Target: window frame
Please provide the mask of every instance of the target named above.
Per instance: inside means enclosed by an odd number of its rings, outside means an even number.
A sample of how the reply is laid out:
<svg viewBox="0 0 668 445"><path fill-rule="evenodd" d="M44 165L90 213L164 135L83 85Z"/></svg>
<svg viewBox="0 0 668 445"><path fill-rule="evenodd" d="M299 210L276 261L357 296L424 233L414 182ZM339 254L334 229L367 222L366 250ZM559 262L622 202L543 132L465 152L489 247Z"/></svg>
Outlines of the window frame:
________________
**GOAL**
Please copy the items from the very first line through the line containing "165L90 213L164 135L83", using "object" in place of "instance" and leaving everything else as it is.

**RESULT OF THIS EXERCISE**
Target: window frame
Please provide the mask of every object of the target named above.
Per object: inside means enclosed by an odd number of its rings, outside means an even number.
A sample of how the reply is laid out:
<svg viewBox="0 0 668 445"><path fill-rule="evenodd" d="M44 165L90 213L164 135L83 85Z"/></svg>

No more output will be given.